- [Source data]:
----------------------------------------

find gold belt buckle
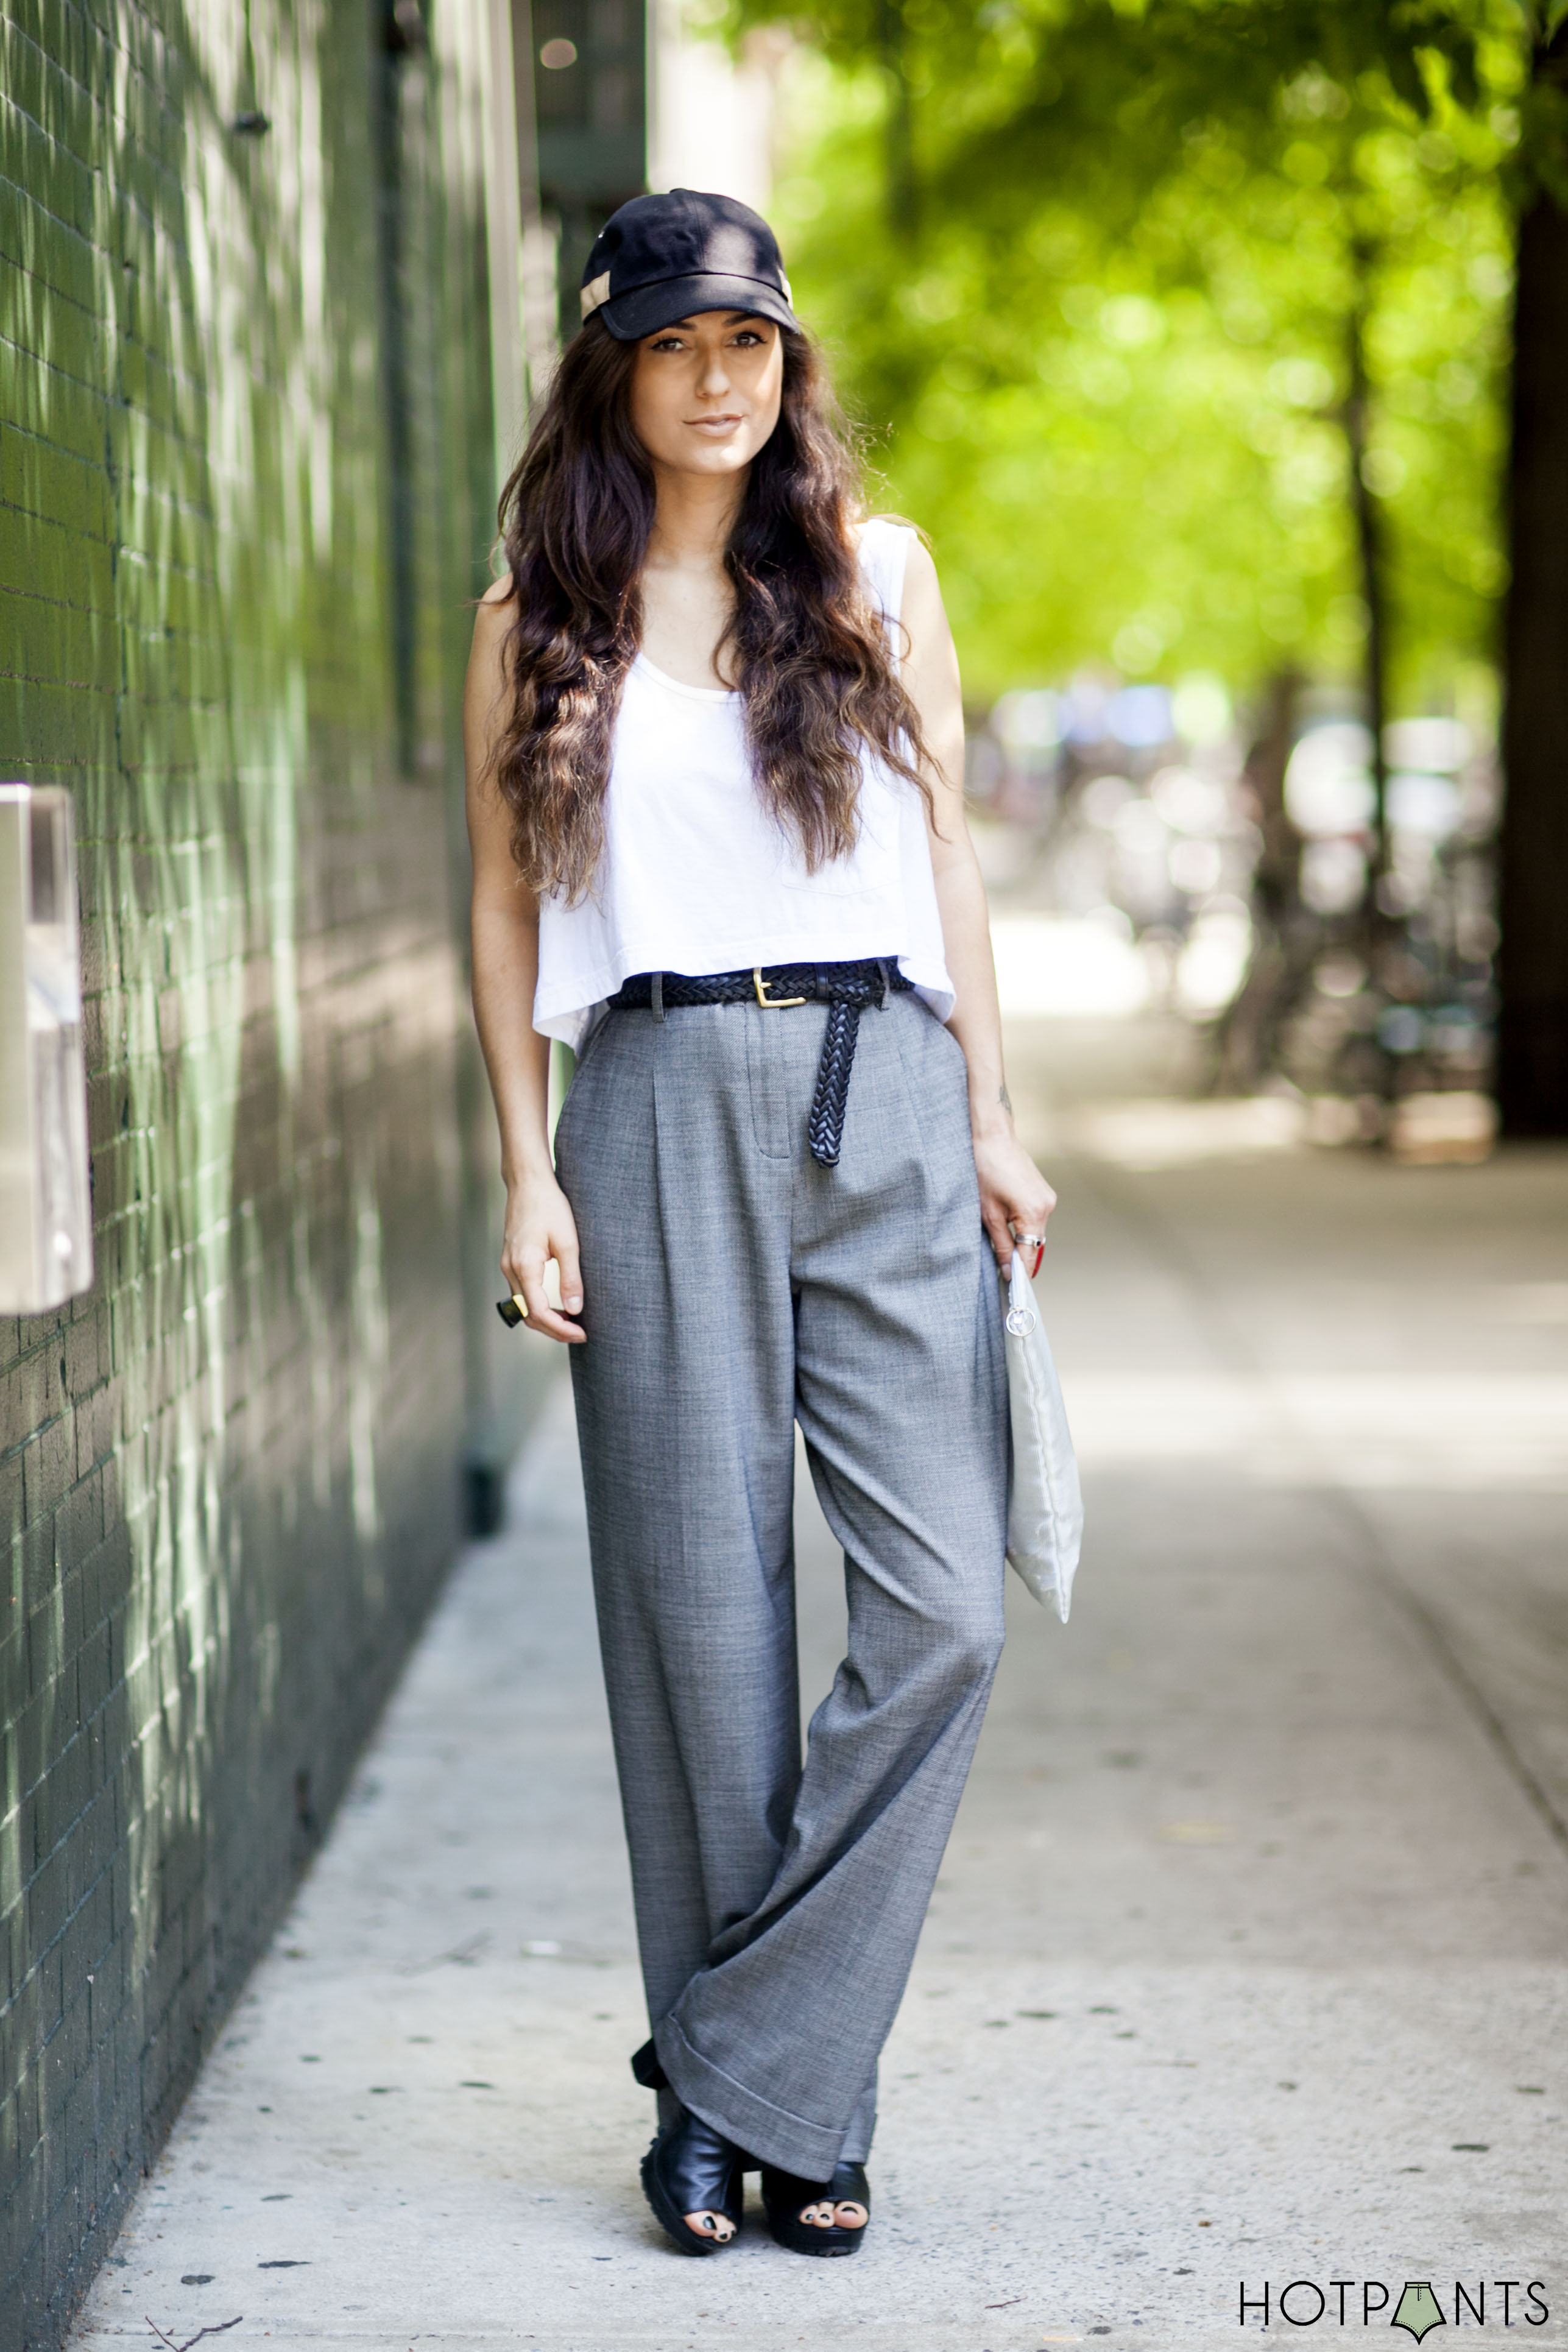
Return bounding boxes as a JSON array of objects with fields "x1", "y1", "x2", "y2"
[{"x1": 753, "y1": 965, "x2": 806, "y2": 1009}]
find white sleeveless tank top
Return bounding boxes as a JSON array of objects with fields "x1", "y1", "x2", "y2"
[{"x1": 532, "y1": 518, "x2": 955, "y2": 1046}]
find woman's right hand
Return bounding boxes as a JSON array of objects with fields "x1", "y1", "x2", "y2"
[{"x1": 503, "y1": 1171, "x2": 586, "y2": 1344}]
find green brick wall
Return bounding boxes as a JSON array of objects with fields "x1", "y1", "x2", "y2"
[{"x1": 0, "y1": 3, "x2": 527, "y2": 2341}]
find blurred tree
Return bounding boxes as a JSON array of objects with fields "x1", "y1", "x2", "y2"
[
  {"x1": 742, "y1": 0, "x2": 1567, "y2": 1128},
  {"x1": 772, "y1": 63, "x2": 1503, "y2": 691}
]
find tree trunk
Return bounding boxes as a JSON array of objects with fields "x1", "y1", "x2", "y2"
[
  {"x1": 1209, "y1": 669, "x2": 1305, "y2": 1093},
  {"x1": 1499, "y1": 187, "x2": 1568, "y2": 1135},
  {"x1": 1344, "y1": 245, "x2": 1390, "y2": 902}
]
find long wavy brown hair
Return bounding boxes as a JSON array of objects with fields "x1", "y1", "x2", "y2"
[{"x1": 488, "y1": 314, "x2": 933, "y2": 902}]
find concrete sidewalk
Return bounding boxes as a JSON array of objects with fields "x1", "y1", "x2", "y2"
[{"x1": 71, "y1": 1022, "x2": 1568, "y2": 2352}]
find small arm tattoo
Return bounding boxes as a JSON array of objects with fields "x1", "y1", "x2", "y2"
[{"x1": 998, "y1": 1084, "x2": 1012, "y2": 1114}]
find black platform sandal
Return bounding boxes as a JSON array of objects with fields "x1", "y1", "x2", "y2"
[
  {"x1": 640, "y1": 2105, "x2": 746, "y2": 2256},
  {"x1": 760, "y1": 2159, "x2": 871, "y2": 2257}
]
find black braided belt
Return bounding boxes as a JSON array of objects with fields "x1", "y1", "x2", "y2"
[{"x1": 607, "y1": 959, "x2": 913, "y2": 1167}]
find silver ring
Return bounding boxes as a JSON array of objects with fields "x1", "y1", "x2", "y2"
[{"x1": 1015, "y1": 1231, "x2": 1044, "y2": 1249}]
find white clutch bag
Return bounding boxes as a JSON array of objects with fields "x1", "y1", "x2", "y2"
[{"x1": 1002, "y1": 1246, "x2": 1084, "y2": 1623}]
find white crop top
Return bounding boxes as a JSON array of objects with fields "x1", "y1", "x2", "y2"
[{"x1": 531, "y1": 517, "x2": 955, "y2": 1047}]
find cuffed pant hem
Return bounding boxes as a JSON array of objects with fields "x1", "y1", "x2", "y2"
[{"x1": 653, "y1": 2013, "x2": 853, "y2": 2180}]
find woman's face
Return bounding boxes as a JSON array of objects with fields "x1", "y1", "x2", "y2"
[{"x1": 628, "y1": 310, "x2": 784, "y2": 482}]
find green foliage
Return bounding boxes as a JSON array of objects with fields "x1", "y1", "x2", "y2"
[{"x1": 748, "y1": 0, "x2": 1519, "y2": 703}]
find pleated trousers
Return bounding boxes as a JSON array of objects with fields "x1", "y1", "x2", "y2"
[{"x1": 553, "y1": 986, "x2": 1008, "y2": 2181}]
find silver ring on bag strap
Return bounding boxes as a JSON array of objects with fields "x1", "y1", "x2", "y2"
[{"x1": 1010, "y1": 1225, "x2": 1047, "y2": 1284}]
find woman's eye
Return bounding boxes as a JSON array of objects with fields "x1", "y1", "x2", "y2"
[{"x1": 732, "y1": 331, "x2": 763, "y2": 346}]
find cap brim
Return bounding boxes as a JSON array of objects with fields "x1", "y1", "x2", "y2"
[{"x1": 596, "y1": 272, "x2": 800, "y2": 341}]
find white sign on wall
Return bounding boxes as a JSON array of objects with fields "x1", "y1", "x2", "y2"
[{"x1": 0, "y1": 786, "x2": 94, "y2": 1313}]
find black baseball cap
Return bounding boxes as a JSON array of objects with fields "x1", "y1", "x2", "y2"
[{"x1": 579, "y1": 188, "x2": 800, "y2": 341}]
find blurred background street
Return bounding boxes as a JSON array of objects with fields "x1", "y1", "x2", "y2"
[{"x1": 5, "y1": 1, "x2": 1567, "y2": 2347}]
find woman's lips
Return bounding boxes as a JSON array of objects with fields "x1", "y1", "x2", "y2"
[{"x1": 687, "y1": 414, "x2": 744, "y2": 433}]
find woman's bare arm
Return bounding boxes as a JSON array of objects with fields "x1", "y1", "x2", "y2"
[
  {"x1": 465, "y1": 579, "x2": 585, "y2": 1342},
  {"x1": 897, "y1": 537, "x2": 1056, "y2": 1268}
]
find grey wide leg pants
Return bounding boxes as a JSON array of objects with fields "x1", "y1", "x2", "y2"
[{"x1": 553, "y1": 987, "x2": 1008, "y2": 2181}]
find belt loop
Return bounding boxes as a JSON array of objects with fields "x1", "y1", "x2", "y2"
[
  {"x1": 875, "y1": 957, "x2": 890, "y2": 1008},
  {"x1": 651, "y1": 971, "x2": 665, "y2": 1023}
]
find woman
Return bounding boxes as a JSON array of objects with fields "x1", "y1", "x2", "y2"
[{"x1": 464, "y1": 188, "x2": 1055, "y2": 2259}]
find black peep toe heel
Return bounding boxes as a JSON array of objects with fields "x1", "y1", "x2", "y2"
[
  {"x1": 760, "y1": 2158, "x2": 871, "y2": 2257},
  {"x1": 640, "y1": 2104, "x2": 746, "y2": 2255},
  {"x1": 633, "y1": 2042, "x2": 745, "y2": 2258}
]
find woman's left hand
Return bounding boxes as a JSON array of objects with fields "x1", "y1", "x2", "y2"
[{"x1": 972, "y1": 1125, "x2": 1057, "y2": 1276}]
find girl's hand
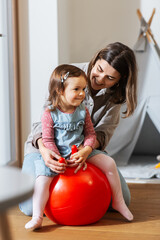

----------------------------------------

- [DESCRIPTION OF THE TASK]:
If a line in the entries holds the string "hand", copy it.

- [OUTPUT OF THE TASK]:
find woman's right hand
find woman's left hand
find girl's hand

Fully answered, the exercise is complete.